:: Image location labeling entries ::
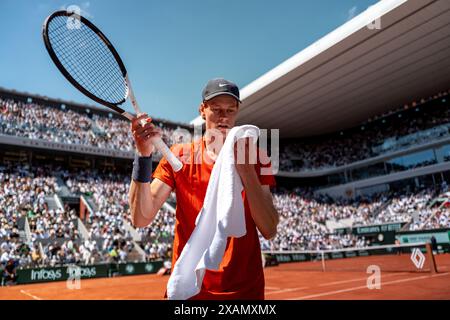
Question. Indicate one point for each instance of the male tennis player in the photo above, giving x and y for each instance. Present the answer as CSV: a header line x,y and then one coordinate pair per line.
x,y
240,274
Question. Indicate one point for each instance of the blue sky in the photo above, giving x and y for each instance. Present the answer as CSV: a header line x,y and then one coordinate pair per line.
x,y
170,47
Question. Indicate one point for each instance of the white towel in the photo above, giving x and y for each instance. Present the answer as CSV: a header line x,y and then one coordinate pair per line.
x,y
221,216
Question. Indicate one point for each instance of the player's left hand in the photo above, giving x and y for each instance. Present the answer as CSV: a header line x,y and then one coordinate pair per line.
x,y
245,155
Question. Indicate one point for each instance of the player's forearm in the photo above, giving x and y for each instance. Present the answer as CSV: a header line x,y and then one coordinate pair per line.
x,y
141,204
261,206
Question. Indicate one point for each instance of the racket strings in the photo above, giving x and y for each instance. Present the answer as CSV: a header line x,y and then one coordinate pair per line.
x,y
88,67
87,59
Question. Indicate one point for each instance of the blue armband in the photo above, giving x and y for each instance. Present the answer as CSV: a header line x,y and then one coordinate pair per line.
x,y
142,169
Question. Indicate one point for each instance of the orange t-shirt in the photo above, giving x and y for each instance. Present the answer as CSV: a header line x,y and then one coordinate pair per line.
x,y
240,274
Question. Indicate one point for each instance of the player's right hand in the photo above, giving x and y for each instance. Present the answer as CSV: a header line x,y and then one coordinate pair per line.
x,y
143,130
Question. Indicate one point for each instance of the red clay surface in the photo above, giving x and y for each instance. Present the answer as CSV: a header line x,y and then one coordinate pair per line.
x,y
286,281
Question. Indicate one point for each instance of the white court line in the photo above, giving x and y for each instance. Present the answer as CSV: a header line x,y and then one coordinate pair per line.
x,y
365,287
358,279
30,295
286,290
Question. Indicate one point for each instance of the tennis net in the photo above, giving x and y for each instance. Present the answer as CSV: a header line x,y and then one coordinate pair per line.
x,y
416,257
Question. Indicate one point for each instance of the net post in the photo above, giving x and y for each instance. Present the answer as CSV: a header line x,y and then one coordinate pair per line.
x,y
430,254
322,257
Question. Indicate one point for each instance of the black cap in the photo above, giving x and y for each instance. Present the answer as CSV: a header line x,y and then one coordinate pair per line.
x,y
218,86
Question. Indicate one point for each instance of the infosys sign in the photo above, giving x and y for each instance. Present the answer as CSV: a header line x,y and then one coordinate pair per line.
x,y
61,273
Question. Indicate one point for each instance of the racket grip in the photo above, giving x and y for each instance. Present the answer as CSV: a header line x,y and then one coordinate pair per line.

:: Written instruction ::
Write the entries above out again exactly, but not the pictures.

:: Response for this exercise ::
Question. Indicate one point for each instance of the male tennis player in the photo above, giving x and y for each instance. Present the answer as CSV: a header line x,y and then one coordinate pair per line.
x,y
240,274
Question. Indicate one point for each instance of the blue sky in the photo above, giving x and y for each instance. Present the answer as CSV: a header line x,y and then one coordinate pair per line.
x,y
170,47
Question. Indicate one point for each instance of the white towel in the photo above, giving x and y for each instance. Present the answer as CSV: a header line x,y and then one coordinate pair per line.
x,y
221,216
Question. Indicate one point for each instance of the player's left hand in the photo above, giving x and y for each instance. Present the answer as CSV: a header line x,y and then one coordinate pair per line.
x,y
245,155
Question. Indicate one point for each instance of the player's forearm in the photo above, giving x and y for each instance. Present the answer as CSV: a header line x,y and then one coordinate pair per line.
x,y
141,204
261,206
Question. Indicate one point for each instance of the racket strings in the photo above, giving x and y for each instance. Present the answer as CSV: a header line x,y and then one coordinate pair per line.
x,y
88,67
87,59
Question. Indicate one point for each instance of the blue armband in the photo above, giving x and y for each instance. Present the answer as CSV: a header line x,y and then one coordinate pair per line.
x,y
142,169
Question. Indicate one point for each instance of the orange t-shirt in the photo above, giving x and y for each instance. Present the answer as CSV: a header line x,y and then one coordinate pair per line.
x,y
240,274
Question. Indicate one point for each instance of the player's right hand in the photo above, giving x and y for each instance. Present the answer as CSV: a header line x,y and then one coordinate pair per line.
x,y
143,130
Question. Indicate one point for each instance of the red clay surface in the photo above, giving x and y for each instance. Present the answer as CSV: a header line x,y and then one coordinate pair per line.
x,y
286,281
Question. Indicate one point for each instance of the white court line in the photo above, giving x and y for each instance. Present the answer as CSV: a header line x,y and then one coordinate pair per line.
x,y
365,287
358,279
30,295
286,290
Question. Indicate one point for each instance of the tennis net in the photo above, giving x and y for each instance. Present the answer as CSV: a header line x,y and then one coordinate pair per line.
x,y
416,257
Question. Indicate one point for each instance of the net post in the photo above, giving x and y for each instance. Present the answer as CSV: a header line x,y and then one coordinate pair per line.
x,y
430,254
322,257
Question. Indicate one point for each instance of the black cap in the photo above, giving x and y for each instance. Present the answer as CSV: a header line x,y and then one coordinate pair per line.
x,y
218,86
Question. Indicate one point for each instance of the infosys sign in the photo above, giving x and y for each instance. Present the answer as CSV: a header line x,y and then one coordinate pair per line.
x,y
61,273
Question. Indicate one point for each instance of the racket grip in the photo above, giving x and y for each instance. Present the answer as CSV: a header line x,y and then one coordinate pair per line.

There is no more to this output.